**The problem**
Pull out every line of the records below that contains the string "shoes" and copy each one in full. Case counts.

**Supplied records**

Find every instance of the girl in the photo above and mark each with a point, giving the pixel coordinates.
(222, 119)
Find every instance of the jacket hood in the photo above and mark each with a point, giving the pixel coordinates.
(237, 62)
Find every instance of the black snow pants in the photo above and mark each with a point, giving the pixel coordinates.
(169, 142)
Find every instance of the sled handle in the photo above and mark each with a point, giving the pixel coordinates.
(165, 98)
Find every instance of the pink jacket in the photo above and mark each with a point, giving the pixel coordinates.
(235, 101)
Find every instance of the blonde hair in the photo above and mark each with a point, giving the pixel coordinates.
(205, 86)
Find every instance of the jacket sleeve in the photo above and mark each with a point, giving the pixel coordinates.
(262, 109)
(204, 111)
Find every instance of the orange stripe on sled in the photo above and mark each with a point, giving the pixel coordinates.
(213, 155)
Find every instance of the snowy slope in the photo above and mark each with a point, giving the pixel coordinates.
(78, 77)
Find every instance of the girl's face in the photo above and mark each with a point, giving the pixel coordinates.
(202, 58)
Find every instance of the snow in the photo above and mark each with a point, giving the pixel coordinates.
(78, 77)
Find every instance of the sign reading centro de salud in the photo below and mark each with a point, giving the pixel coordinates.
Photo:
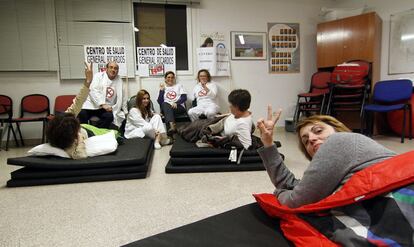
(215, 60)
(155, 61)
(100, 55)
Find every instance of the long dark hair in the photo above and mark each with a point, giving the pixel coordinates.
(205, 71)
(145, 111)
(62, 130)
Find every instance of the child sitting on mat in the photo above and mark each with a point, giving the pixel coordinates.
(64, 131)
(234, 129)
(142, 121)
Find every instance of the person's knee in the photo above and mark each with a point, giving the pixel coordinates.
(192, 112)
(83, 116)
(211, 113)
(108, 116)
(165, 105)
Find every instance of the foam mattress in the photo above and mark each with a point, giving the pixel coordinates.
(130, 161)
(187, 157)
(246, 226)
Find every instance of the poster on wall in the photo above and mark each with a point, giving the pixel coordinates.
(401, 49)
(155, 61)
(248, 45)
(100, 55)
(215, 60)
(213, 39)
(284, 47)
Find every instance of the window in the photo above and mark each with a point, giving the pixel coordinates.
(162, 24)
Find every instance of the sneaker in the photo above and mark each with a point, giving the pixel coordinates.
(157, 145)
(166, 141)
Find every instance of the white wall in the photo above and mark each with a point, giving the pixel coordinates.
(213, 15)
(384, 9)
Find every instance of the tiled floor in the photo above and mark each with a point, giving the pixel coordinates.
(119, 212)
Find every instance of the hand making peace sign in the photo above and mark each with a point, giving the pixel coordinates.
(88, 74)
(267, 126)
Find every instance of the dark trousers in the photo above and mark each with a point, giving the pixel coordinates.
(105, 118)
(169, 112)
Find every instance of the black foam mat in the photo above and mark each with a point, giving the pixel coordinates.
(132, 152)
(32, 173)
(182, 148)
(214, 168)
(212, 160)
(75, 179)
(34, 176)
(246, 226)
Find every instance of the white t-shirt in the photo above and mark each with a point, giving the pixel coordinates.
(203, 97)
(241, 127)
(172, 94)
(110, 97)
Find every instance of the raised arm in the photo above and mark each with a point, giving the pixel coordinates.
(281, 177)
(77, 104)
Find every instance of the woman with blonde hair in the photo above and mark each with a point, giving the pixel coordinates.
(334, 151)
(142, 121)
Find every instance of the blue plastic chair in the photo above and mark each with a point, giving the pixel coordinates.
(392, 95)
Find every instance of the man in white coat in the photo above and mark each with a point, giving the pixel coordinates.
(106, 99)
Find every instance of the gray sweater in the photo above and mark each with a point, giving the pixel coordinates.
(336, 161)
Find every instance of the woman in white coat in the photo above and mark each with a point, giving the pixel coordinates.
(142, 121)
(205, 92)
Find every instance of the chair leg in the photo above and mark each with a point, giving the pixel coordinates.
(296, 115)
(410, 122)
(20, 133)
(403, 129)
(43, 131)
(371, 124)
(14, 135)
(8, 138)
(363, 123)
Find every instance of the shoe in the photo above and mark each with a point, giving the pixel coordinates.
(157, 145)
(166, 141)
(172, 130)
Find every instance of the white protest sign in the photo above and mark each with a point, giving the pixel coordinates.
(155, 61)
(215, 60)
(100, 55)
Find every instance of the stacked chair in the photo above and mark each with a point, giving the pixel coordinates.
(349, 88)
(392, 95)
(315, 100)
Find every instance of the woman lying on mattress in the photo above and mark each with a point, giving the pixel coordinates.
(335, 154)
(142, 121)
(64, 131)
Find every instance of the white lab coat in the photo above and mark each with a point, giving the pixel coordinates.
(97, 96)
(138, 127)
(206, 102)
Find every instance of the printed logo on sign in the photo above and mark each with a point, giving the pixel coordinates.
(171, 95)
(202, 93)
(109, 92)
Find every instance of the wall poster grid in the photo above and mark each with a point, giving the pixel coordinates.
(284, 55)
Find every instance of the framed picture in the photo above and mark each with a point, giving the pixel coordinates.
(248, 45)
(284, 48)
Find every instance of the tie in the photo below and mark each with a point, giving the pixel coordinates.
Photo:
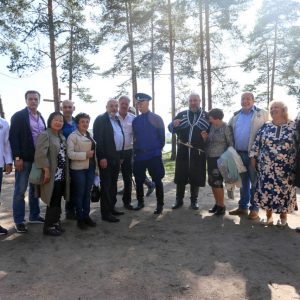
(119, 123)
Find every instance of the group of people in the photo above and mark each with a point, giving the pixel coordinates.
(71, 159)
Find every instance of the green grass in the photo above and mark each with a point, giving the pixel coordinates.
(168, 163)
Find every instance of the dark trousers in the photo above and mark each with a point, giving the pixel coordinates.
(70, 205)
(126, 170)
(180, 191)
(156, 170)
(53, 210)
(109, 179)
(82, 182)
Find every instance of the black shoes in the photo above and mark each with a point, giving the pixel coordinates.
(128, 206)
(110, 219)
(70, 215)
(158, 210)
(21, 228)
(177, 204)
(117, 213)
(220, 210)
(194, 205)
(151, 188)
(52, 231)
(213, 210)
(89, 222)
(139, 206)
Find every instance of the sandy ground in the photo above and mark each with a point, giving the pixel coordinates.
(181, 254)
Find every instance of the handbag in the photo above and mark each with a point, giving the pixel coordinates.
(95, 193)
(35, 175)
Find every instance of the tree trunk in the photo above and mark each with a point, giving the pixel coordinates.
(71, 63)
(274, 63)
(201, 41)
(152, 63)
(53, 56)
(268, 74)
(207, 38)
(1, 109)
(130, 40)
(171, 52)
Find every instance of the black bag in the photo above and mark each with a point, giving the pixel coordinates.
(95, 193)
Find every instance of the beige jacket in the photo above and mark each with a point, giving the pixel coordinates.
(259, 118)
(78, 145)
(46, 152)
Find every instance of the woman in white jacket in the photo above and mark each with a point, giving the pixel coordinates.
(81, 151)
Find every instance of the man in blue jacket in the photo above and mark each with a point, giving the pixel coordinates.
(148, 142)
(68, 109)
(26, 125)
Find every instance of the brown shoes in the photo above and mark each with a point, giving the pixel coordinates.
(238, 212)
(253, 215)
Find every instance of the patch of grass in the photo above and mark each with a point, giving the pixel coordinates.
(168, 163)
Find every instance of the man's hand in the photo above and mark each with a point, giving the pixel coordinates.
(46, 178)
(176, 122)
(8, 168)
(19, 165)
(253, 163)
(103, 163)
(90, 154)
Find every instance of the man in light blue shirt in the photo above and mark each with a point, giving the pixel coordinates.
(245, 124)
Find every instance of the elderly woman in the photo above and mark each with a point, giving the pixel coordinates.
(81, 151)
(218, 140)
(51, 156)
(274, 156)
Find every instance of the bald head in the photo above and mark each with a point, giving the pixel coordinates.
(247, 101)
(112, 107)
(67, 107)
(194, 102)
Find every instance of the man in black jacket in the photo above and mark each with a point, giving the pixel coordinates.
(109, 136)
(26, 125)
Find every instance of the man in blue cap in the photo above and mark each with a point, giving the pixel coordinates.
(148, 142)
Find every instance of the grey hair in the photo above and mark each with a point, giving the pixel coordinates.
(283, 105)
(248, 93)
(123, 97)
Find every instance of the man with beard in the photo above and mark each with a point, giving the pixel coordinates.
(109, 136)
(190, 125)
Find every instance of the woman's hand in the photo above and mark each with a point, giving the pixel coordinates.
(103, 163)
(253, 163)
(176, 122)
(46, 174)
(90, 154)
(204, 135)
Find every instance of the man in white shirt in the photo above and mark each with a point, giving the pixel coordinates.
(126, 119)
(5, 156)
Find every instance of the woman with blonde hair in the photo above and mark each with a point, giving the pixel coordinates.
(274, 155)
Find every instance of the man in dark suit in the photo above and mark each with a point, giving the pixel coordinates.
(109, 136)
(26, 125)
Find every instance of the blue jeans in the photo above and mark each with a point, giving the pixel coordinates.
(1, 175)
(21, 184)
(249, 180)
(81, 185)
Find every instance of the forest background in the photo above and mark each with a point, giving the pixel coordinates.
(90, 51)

* * *

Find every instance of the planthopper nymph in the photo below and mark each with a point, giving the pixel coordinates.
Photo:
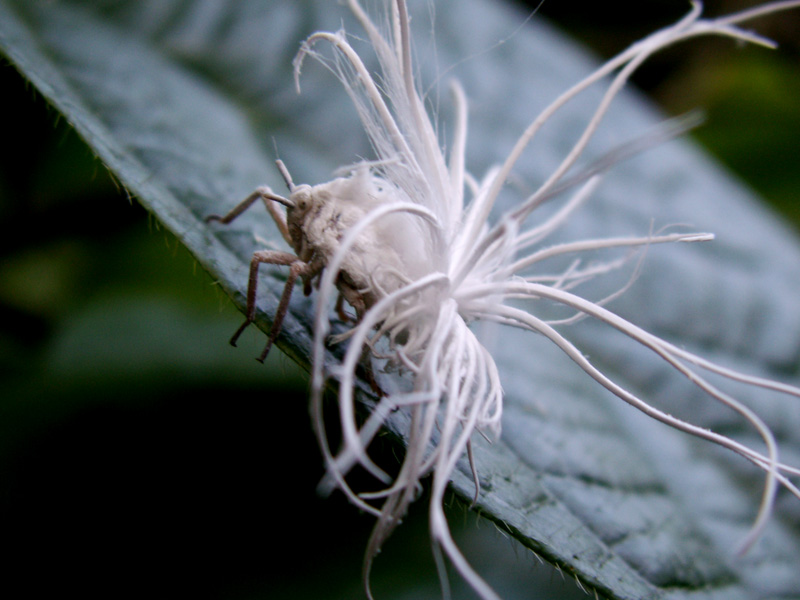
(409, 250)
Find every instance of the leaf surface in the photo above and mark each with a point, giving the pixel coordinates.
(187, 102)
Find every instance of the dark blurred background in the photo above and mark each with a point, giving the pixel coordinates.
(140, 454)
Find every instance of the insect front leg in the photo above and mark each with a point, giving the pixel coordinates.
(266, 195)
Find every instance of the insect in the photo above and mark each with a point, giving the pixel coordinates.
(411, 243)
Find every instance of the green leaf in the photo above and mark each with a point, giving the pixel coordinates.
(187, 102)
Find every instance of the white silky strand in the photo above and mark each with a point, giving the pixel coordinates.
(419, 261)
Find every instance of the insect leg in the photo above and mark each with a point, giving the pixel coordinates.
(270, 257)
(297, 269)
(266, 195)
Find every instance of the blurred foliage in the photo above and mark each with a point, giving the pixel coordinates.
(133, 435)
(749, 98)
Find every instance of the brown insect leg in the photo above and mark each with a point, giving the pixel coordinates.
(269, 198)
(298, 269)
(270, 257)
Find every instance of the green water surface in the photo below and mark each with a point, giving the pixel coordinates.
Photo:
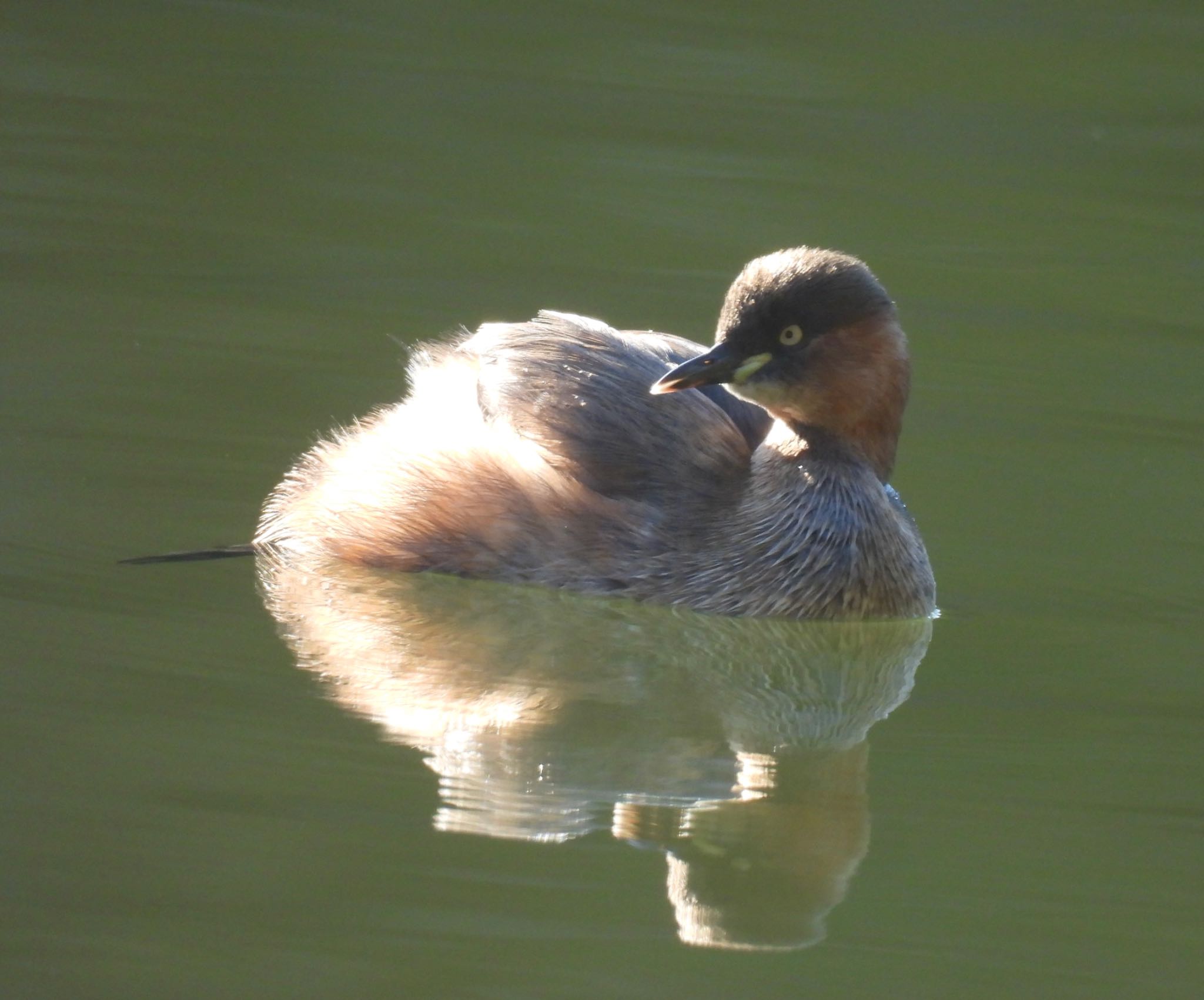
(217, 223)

**Correct result**
Find every instance of the black shoes in the photo above and mark each with a point, giving the pixel coordinates.
Find every instance of the brown shoes in the photo above and mark each with a point, giving the pixel coordinates.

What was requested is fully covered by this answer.